- Problem statement: Retype every one of the following entries, keeping each line identical to the original.

+++ Entries supplied +++

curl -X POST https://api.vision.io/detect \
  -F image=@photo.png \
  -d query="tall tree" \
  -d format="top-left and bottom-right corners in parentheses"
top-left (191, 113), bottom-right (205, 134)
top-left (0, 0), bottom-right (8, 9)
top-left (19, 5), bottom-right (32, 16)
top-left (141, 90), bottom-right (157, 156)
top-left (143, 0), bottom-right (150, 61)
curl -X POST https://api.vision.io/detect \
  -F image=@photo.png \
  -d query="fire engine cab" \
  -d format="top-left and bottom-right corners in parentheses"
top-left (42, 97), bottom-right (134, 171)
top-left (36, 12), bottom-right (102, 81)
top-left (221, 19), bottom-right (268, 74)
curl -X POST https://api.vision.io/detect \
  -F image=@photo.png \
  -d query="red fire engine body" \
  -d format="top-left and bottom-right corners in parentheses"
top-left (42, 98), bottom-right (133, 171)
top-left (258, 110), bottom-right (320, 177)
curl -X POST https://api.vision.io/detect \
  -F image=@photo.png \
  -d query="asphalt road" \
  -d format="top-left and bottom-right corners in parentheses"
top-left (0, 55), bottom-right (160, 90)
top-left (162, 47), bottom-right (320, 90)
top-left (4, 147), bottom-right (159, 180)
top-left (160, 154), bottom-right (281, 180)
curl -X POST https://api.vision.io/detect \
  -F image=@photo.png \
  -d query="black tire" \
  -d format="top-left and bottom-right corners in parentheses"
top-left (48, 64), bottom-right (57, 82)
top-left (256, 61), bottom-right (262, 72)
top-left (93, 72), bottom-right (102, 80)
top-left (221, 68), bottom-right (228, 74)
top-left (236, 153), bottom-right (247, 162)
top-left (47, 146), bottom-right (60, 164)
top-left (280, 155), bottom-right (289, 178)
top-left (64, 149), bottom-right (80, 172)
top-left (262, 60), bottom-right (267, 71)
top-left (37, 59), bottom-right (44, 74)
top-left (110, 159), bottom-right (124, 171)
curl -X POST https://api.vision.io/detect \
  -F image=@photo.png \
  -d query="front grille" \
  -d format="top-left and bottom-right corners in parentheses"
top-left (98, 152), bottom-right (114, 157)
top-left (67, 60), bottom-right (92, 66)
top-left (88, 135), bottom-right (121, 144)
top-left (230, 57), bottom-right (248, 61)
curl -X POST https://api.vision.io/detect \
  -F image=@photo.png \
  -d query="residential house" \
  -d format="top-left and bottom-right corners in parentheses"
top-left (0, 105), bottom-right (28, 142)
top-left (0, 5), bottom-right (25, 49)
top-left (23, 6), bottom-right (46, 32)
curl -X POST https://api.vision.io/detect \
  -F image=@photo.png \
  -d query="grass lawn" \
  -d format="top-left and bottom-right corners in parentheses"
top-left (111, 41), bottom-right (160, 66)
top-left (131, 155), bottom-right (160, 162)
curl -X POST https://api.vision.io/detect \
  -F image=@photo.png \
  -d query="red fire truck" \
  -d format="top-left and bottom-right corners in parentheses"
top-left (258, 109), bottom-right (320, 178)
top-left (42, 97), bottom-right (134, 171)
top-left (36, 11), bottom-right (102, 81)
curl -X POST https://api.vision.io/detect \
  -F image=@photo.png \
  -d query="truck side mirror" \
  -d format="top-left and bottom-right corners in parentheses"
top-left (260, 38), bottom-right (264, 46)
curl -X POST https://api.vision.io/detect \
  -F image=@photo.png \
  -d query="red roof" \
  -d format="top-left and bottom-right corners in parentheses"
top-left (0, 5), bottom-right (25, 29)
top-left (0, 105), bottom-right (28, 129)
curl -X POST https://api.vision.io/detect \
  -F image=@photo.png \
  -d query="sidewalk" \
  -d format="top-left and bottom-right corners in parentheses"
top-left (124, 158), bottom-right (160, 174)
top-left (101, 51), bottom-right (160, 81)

+++

- Output for this exercise:
curl -X POST https://api.vision.io/detect \
  -F image=@photo.png \
  -d query="tall tree" \
  -d format="top-left and bottom-right corners in parentheses"
top-left (191, 113), bottom-right (205, 134)
top-left (0, 0), bottom-right (8, 9)
top-left (19, 5), bottom-right (32, 16)
top-left (141, 90), bottom-right (157, 156)
top-left (143, 0), bottom-right (150, 61)
curl -X POST https://api.vision.io/detect \
  -F image=@photo.png \
  -d query="fire engine cab" \
  -d format="top-left and bottom-right corners in parentheses"
top-left (42, 97), bottom-right (134, 171)
top-left (36, 12), bottom-right (102, 81)
top-left (221, 19), bottom-right (268, 74)
curl -X POST https://api.vision.io/detect \
  -F image=@photo.png \
  -d query="red fire engine body" \
  -d format="top-left and bottom-right corners in parentheses"
top-left (42, 98), bottom-right (133, 171)
top-left (258, 110), bottom-right (320, 177)
curl -X POST https://api.vision.io/detect \
  -F image=@photo.png \
  -d query="asphalt road" \
  -d format="top-left and bottom-right corners in parentheses"
top-left (0, 55), bottom-right (160, 90)
top-left (162, 47), bottom-right (320, 90)
top-left (4, 147), bottom-right (159, 180)
top-left (160, 154), bottom-right (281, 180)
curl -X POST https://api.vision.io/detect \
  -F image=@photo.png \
  -d query="black tire" \
  -d format="top-left and bottom-right corners in parentheses"
top-left (48, 64), bottom-right (57, 82)
top-left (256, 61), bottom-right (262, 72)
top-left (93, 72), bottom-right (102, 80)
top-left (221, 68), bottom-right (228, 74)
top-left (236, 153), bottom-right (247, 162)
top-left (47, 146), bottom-right (60, 164)
top-left (280, 155), bottom-right (289, 178)
top-left (64, 149), bottom-right (80, 172)
top-left (262, 60), bottom-right (267, 71)
top-left (37, 59), bottom-right (44, 74)
top-left (110, 159), bottom-right (124, 171)
curl -X POST https://api.vision.io/detect \
  -F image=@photo.png \
  -d query="front grille" \
  -d format="top-left and bottom-right corners in parentheses"
top-left (98, 152), bottom-right (114, 157)
top-left (67, 60), bottom-right (92, 66)
top-left (88, 135), bottom-right (121, 144)
top-left (230, 57), bottom-right (248, 61)
curl -X POST https://api.vision.io/detect \
  -F image=@photo.png \
  -d query="residential house" \
  -d format="top-left and bottom-right corners in parentheses"
top-left (0, 105), bottom-right (28, 142)
top-left (0, 5), bottom-right (25, 49)
top-left (23, 6), bottom-right (46, 32)
curl -X POST https://api.vision.io/detect \
  -F image=@photo.png \
  -d query="grass lawn" \
  -d format="top-left and bottom-right corners in parentheses"
top-left (111, 41), bottom-right (160, 66)
top-left (131, 155), bottom-right (160, 162)
curl -X POST https://api.vision.io/detect \
  -F image=@photo.png \
  -d query="red fire truck" \
  -d format="top-left and bottom-right corners in parentheses"
top-left (258, 109), bottom-right (320, 178)
top-left (42, 97), bottom-right (134, 171)
top-left (36, 11), bottom-right (102, 81)
curl -X POST https://api.vision.io/detect \
  -F image=@photo.png \
  -d query="truck side mirror" \
  -d format="top-left and bottom-right corners in parentheses"
top-left (260, 38), bottom-right (264, 46)
curl -X POST https://api.vision.io/detect \
  -F image=@photo.png \
  -d query="red roof" \
  -d format="top-left and bottom-right corners in parentheses"
top-left (0, 5), bottom-right (25, 29)
top-left (0, 105), bottom-right (28, 129)
curl -X POST https://api.vision.io/detect \
  -F image=@photo.png \
  -d query="sidewalk" \
  -d format="top-left and bottom-right corners in parentheses"
top-left (124, 158), bottom-right (160, 174)
top-left (101, 51), bottom-right (160, 81)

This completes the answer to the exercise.